* Segmentation annotation records:
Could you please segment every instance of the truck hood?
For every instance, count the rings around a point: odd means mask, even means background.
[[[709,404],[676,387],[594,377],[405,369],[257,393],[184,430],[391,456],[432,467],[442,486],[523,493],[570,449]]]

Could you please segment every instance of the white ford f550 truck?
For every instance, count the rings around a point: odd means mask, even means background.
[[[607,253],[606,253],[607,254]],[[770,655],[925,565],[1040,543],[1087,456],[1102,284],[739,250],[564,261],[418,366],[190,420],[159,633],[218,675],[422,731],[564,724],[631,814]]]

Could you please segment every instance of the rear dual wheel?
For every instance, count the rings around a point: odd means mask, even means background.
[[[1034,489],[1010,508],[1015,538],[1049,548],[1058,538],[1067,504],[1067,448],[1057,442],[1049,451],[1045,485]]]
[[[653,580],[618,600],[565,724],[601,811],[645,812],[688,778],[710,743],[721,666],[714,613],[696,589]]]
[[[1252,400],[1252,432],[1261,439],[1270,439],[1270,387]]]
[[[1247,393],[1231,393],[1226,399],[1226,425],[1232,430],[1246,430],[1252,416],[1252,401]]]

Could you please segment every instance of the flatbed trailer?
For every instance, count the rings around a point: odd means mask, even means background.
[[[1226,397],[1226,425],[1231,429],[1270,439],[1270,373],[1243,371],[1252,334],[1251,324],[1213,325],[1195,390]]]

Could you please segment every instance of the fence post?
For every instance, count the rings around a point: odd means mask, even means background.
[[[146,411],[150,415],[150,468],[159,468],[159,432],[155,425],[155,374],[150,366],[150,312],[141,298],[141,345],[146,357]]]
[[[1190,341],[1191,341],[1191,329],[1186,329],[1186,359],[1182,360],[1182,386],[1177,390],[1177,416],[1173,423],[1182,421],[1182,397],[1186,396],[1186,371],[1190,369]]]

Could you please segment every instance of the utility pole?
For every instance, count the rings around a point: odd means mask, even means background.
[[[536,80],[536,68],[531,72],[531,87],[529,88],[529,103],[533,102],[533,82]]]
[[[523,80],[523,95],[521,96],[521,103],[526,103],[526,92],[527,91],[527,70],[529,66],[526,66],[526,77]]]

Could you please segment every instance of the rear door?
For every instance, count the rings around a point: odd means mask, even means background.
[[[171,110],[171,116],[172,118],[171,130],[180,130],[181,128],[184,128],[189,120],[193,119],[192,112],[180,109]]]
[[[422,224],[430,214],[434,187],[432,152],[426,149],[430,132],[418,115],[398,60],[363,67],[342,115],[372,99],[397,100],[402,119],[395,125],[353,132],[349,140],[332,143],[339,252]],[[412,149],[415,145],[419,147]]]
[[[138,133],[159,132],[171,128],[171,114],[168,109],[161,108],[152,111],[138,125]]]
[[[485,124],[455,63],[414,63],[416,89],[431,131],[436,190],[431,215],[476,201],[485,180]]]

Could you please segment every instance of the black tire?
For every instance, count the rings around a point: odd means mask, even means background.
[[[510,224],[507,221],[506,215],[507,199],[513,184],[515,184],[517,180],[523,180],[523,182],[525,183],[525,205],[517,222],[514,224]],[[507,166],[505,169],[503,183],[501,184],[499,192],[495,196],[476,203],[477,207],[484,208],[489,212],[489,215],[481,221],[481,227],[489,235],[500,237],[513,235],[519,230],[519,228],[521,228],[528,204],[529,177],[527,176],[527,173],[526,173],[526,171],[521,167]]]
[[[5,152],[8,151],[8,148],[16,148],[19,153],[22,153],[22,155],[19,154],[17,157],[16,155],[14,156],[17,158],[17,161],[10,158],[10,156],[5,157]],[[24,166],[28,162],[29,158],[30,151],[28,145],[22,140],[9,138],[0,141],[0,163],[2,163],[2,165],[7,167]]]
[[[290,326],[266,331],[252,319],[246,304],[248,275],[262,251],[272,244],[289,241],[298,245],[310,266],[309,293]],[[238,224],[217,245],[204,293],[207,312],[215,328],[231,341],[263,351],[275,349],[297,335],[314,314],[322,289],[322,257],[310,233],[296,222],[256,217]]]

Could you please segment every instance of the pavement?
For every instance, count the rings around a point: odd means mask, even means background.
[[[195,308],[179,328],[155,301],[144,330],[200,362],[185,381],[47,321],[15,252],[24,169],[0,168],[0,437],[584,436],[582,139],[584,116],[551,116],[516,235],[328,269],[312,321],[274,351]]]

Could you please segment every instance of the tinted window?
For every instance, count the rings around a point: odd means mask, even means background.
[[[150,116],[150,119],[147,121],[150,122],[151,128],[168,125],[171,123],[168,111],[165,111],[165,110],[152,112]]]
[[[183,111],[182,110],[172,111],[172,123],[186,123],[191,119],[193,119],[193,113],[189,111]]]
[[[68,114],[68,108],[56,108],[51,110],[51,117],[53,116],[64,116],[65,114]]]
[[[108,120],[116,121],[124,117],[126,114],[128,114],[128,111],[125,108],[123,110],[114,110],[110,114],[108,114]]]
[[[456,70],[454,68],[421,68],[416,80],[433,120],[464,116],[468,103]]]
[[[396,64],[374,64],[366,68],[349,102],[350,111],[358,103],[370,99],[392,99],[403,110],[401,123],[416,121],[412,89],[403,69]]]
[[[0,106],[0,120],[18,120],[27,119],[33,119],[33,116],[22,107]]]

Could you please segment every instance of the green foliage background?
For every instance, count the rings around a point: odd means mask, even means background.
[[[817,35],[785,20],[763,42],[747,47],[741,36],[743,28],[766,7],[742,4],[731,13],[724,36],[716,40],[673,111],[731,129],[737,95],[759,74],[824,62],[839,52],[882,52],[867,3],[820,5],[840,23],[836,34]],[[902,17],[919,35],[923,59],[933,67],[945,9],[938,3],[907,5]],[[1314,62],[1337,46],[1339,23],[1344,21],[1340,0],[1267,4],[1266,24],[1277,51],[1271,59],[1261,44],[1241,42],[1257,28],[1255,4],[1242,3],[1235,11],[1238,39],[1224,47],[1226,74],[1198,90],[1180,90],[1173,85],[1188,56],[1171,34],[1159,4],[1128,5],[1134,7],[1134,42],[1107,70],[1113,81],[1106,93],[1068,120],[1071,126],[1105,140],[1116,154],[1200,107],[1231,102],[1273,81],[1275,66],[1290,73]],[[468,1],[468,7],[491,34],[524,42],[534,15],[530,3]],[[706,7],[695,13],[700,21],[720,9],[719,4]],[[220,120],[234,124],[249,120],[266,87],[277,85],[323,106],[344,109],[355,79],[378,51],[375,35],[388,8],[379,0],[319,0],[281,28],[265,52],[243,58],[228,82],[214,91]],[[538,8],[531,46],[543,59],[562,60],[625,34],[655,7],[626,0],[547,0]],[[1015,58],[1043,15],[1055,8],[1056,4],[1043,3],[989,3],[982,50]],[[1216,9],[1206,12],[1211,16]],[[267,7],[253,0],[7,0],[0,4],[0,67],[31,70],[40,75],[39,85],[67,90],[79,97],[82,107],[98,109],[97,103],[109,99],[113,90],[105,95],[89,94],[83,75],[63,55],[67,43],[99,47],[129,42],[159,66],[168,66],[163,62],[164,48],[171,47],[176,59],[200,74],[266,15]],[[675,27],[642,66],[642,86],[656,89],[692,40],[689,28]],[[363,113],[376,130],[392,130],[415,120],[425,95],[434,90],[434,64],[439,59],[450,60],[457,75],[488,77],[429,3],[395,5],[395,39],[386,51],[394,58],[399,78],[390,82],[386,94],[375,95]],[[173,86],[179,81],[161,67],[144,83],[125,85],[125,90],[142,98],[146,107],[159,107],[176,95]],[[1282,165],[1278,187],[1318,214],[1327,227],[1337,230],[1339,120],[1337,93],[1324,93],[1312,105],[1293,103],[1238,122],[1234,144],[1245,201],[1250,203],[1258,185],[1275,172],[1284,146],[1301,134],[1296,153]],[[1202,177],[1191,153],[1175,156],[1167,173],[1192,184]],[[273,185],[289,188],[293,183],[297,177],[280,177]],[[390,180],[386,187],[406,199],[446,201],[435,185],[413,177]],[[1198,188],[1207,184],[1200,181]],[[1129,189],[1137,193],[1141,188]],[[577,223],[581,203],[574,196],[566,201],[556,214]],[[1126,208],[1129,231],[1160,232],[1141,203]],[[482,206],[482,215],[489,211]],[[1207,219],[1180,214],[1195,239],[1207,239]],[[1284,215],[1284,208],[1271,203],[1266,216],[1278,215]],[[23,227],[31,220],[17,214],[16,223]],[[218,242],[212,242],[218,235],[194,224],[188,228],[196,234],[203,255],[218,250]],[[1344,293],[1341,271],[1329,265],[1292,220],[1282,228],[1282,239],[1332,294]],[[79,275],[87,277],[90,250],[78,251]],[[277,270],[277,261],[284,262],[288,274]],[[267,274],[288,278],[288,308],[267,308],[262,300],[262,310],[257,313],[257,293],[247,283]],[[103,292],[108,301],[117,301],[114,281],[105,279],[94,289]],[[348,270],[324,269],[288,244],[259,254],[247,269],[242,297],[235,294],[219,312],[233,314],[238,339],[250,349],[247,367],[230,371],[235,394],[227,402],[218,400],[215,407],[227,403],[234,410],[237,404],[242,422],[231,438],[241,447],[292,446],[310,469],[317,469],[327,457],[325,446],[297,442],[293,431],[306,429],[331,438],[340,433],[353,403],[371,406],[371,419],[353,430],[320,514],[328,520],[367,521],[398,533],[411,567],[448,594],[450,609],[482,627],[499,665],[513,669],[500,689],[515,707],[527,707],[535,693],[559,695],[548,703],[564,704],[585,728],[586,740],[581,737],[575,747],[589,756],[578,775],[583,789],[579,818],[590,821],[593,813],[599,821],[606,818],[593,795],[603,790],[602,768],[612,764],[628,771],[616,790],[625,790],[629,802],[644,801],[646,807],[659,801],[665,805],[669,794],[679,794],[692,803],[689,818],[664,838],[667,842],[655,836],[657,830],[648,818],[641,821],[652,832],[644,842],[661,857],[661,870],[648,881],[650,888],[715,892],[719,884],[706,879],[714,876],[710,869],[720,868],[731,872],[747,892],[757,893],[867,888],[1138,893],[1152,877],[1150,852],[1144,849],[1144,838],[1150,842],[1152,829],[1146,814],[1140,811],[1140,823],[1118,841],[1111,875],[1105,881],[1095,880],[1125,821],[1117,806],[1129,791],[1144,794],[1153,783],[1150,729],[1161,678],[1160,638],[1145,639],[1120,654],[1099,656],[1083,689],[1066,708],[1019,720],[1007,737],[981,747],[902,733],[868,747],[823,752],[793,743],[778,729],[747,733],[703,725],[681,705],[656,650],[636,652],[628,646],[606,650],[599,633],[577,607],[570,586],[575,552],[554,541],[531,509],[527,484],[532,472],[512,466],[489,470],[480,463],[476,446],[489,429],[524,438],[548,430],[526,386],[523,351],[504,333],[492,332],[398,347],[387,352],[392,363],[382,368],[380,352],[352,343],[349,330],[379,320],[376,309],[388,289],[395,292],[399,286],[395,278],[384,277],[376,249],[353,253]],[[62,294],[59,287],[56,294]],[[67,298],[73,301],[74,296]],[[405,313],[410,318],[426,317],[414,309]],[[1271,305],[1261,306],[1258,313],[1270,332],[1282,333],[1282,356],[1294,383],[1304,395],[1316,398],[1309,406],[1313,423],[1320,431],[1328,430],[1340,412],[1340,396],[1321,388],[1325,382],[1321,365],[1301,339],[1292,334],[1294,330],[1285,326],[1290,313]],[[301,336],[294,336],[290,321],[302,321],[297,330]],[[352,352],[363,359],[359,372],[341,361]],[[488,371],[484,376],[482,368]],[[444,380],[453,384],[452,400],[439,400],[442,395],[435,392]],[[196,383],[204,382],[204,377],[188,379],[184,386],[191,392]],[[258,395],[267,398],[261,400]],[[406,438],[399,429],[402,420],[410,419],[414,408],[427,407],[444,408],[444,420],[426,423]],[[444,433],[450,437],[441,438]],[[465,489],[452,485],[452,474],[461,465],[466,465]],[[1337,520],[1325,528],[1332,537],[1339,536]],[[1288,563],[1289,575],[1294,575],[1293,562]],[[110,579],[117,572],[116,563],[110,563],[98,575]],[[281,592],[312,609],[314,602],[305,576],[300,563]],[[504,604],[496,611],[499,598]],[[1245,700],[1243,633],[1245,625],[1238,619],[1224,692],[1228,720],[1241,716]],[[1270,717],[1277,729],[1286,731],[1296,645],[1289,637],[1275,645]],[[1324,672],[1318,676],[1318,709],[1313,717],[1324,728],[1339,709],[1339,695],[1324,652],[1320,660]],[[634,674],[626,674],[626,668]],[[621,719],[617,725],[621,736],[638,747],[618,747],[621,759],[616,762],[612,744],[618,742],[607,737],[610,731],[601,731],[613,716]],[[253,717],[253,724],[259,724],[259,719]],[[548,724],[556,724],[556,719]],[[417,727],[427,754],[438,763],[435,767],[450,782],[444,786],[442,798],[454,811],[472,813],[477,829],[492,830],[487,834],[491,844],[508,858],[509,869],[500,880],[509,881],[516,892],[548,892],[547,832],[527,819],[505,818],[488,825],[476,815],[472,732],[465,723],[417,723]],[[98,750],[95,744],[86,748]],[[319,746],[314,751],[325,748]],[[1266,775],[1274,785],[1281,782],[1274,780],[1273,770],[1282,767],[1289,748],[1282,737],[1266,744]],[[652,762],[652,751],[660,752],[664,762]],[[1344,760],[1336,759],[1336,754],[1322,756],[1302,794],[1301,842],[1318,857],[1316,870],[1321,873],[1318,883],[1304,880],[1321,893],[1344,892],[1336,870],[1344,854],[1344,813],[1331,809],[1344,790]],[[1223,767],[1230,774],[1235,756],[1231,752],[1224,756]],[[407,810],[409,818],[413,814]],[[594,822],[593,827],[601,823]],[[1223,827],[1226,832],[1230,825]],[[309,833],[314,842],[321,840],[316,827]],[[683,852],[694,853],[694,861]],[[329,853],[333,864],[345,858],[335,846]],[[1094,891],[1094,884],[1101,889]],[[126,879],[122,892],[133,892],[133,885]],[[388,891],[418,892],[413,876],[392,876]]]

* What is expected: Output the lines between the one containing "Could you please segment every instance of the pavement?" and the one containing "[[[0,106],[0,120],[18,120],[27,119],[33,119],[33,116],[22,107]]]", inclusive, as a Markdown table with the columns Row and Line, omitting blank lines.

* Result of this exercise:
| Row | Line |
|---|---|
| 1 | Could you please segment every instance of the pavement? |
| 2 | For every instance, count the rings around a point: odd means mask, even means background. |
| 3 | [[[195,308],[179,328],[155,301],[144,330],[200,362],[185,381],[47,321],[15,252],[24,169],[0,168],[0,437],[584,436],[582,139],[584,116],[551,116],[516,235],[328,269],[312,321],[274,351]]] |
| 4 | Could you please segment every instance of the tinted window? |
| 5 | For every instance, count the rings around a point: odd means mask, even means background. |
| 6 | [[[150,116],[150,119],[147,121],[150,122],[151,128],[168,125],[171,123],[168,111],[165,111],[165,110],[152,112]]] |
| 7 | [[[183,111],[182,110],[172,111],[172,123],[186,123],[191,119],[193,119],[193,113],[189,111]]] |
| 8 | [[[68,114],[68,108],[56,108],[51,110],[51,117],[53,116],[64,116],[65,114]]] |
| 9 | [[[108,120],[116,121],[124,117],[126,114],[128,114],[128,111],[125,108],[123,110],[114,110],[110,114],[108,114]]] |
| 10 | [[[456,70],[454,68],[421,68],[416,80],[433,120],[464,116],[468,103]]] |
| 11 | [[[396,64],[374,64],[366,68],[349,102],[350,111],[358,103],[370,99],[392,99],[403,110],[401,123],[416,121],[412,89],[403,69]]] |
| 12 | [[[0,106],[0,120],[18,120],[27,119],[33,119],[33,116],[22,107]]] |